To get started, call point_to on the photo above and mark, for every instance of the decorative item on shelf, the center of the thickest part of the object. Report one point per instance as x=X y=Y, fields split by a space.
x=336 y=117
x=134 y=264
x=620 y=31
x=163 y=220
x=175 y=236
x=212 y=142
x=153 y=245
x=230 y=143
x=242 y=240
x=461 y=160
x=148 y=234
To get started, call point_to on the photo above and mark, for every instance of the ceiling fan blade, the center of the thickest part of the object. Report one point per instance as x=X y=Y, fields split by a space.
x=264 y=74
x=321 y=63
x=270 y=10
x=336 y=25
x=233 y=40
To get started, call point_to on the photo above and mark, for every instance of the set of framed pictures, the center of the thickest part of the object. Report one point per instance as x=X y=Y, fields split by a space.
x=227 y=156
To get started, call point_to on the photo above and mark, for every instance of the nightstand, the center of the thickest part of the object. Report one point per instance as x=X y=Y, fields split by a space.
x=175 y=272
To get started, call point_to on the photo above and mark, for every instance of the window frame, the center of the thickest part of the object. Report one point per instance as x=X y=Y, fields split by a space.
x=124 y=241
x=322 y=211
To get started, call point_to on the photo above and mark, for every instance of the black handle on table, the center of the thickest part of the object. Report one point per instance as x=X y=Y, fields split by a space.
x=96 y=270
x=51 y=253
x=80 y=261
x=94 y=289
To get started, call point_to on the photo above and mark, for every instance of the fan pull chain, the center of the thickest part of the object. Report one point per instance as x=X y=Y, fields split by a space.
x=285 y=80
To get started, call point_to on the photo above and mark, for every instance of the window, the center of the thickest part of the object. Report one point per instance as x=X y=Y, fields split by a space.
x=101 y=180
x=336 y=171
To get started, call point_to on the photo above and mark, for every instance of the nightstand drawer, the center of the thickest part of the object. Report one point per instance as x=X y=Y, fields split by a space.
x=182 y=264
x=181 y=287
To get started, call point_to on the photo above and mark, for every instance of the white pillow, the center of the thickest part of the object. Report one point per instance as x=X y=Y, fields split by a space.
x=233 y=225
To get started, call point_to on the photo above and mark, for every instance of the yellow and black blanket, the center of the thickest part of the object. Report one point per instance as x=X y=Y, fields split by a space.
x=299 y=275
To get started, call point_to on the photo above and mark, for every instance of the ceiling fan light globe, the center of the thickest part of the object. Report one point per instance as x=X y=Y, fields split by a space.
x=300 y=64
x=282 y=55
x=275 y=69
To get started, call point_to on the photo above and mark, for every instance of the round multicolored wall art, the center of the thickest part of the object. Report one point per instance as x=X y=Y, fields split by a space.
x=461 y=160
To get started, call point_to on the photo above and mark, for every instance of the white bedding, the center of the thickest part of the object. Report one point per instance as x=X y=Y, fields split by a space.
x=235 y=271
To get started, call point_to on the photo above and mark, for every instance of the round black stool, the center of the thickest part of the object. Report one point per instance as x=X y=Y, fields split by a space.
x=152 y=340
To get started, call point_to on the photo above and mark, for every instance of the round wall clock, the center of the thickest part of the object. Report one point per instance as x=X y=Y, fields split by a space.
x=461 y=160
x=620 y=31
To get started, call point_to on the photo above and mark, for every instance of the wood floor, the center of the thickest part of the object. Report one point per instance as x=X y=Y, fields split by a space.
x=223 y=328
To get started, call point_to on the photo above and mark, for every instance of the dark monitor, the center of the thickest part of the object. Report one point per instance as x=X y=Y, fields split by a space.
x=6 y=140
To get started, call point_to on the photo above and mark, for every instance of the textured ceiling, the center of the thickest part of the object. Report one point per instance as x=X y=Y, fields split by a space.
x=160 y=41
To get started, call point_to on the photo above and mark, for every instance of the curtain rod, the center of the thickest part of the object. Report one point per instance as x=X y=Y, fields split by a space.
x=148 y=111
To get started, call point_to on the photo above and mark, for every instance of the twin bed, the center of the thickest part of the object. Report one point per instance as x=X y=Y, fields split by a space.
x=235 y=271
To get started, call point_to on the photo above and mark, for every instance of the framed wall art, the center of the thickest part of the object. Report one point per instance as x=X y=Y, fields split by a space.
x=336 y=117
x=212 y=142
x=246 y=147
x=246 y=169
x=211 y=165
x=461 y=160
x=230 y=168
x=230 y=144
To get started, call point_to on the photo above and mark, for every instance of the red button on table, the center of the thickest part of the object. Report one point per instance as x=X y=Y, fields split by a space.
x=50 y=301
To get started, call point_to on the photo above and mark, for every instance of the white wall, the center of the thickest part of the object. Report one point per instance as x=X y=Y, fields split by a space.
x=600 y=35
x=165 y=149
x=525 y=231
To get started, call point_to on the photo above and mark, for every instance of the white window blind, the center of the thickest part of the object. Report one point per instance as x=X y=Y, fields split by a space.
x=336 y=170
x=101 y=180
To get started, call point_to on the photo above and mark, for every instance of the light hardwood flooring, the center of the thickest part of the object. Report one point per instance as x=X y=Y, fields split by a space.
* * * *
(What the task requires): What this exercise asks for is the data above, retyped exactly.

(Task answer):
To get started, call point_to on the photo above and mark, for every instance of the decorative item on shelf, the center of the thickest part of the object. Report one point per instance as x=X y=Y, fields split by a space.
x=336 y=117
x=134 y=264
x=620 y=31
x=163 y=220
x=175 y=236
x=212 y=142
x=153 y=245
x=230 y=143
x=242 y=240
x=461 y=160
x=148 y=234
To get started, call point_to on the photo above and mark, for every instance of the ceiling fan blade, the center of the thickest part of the object. Report one point per instance as x=X y=Y, fields split by a space.
x=264 y=74
x=321 y=63
x=270 y=10
x=336 y=25
x=233 y=40
To get started, call point_to on the photo above and mark, for every instance of the set of framed pictures, the center of the thickest part of the object. Report one point per instance as x=X y=Y, fields split by a space.
x=227 y=156
To get started, call point_to on the photo above and mark, for every instance of the nightstand, the center of the thickest part of the object. Report one point per instance as x=X y=Y, fields split by a space.
x=175 y=272
To get started, call point_to on the photo above and mark, for every instance of the window frame, the center of the thickest part of the object. Report one point per instance as x=X y=Y, fields split by a space.
x=124 y=241
x=322 y=211
To get started, call point_to on the photo above and mark, for every instance of the black handle on table, the center of the thickest part of the object. Report one point per instance as x=X y=Y, fields split by a space.
x=96 y=270
x=51 y=253
x=80 y=261
x=94 y=289
To get started, call point_to on the photo above and mark, for every instance of the fan pull chain, the center of the thickest part of the object. Report one point per instance as x=X y=Y, fields split by a space.
x=285 y=80
To get started, call point_to on the photo above and mark, for every instance of the window, the center of the thickest part of the object. Report one point per instance as x=X y=Y, fields split by a space.
x=101 y=180
x=336 y=171
To get started, call point_to on the photo above and mark, for every instance of the nightstand drawer, the center of the thickest part of the object. Report one point per instance as x=X y=Y, fields split by a space.
x=182 y=264
x=181 y=287
To get started, call point_to on the photo above and mark, for every instance of the white pillow, the center of the thickest part of the object. Report one point per instance as x=X y=Y, fields split by a space.
x=233 y=225
To get started, call point_to on the photo above and mark, for every instance of the yellow and black blanket, the center of the thickest part of the object. Report one point per instance as x=X y=Y, fields split by a space.
x=299 y=275
To get started, call point_to on the photo above and mark, for every instance of the ceiling fan light globe, the center of the thickest part of the object. Report one point per instance as x=X y=Y, fields split by a space.
x=300 y=64
x=282 y=55
x=275 y=69
To get started, call point_to on the photo above and mark, for every instance of the round multicolored wall art, the center of the thickest part of the object. Report one point per instance as x=X y=Y, fields split by a space.
x=461 y=160
To get started, call point_to on the photo above and mark, for every instance of the white bedding, the center of the thickest part of the object. Report one point per instance as x=X y=Y, fields split by a space.
x=235 y=271
To get started, call point_to on the photo above and mark, for every instance of the round black stool, the center of the thickest part of the object. Report one point per instance as x=X y=Y, fields split by a space.
x=152 y=340
To get started, call point_to on the photo above and mark, for every instance of the round wall clock, the center of the thickest part of the object. Report one point per instance as x=X y=Y, fields split by a space.
x=461 y=160
x=620 y=31
To get started, call point_to on the photo above and mark, for every instance of the wood floor, the center of the thickest part of the object. Report one point per instance as x=X y=Y, fields split by a space.
x=223 y=328
To get started, call point_to on the photo above and mark, for every instance of the dark monitor, the center of the thickest part of the object. Report one point per instance as x=X y=Y, fields split by a space.
x=6 y=140
To get started, call point_to on the photo above and mark, for every instance of the textured ceiling, the center of the thickest part of the object. Report one point per instance as x=X y=Y, fields split by a space.
x=160 y=41
To get started, call point_to on the photo above and mark, for every instance of the curtain rod, the center of the thickest part of the object. Report one point per instance as x=X y=Y, fields split by a space.
x=148 y=111
To get started, call point_to on the photo above and mark, for every instance of the twin bed, the center of the thickest part of the object. Report one point per instance as x=X y=Y, fields split by a space.
x=235 y=271
To get started, call point_to on the photo above and mark, for every instance of the framed wall art, the center of the thickest part of the object. Report one point per instance as x=X y=Y, fields split by a space.
x=336 y=117
x=212 y=142
x=246 y=147
x=246 y=169
x=211 y=165
x=461 y=160
x=230 y=168
x=230 y=144
To get started, call point_to on the photo above and mark, for every instance of the red button on table, the center of the thickest part of the object. Report one point per instance as x=X y=Y, fields split by a space.
x=50 y=301
To get started, call point_to on the photo above and mark, for every instance of the white wall, the center of the thickest part of the object. Report one point per instance as x=X y=Y, fields split by a space.
x=600 y=35
x=165 y=149
x=525 y=231
To get started, call point_to on the photo above and mark, for every instance of the white window blind, the center of the thickest part of the object. Report one point per instance as x=X y=Y, fields split by a space.
x=336 y=170
x=101 y=180
To get started, call point_to on the photo above and mark, for every instance of the light hardwood flooring, the center of the thickest part of the object. Report one point per instance as x=X y=Y, fields split by a space.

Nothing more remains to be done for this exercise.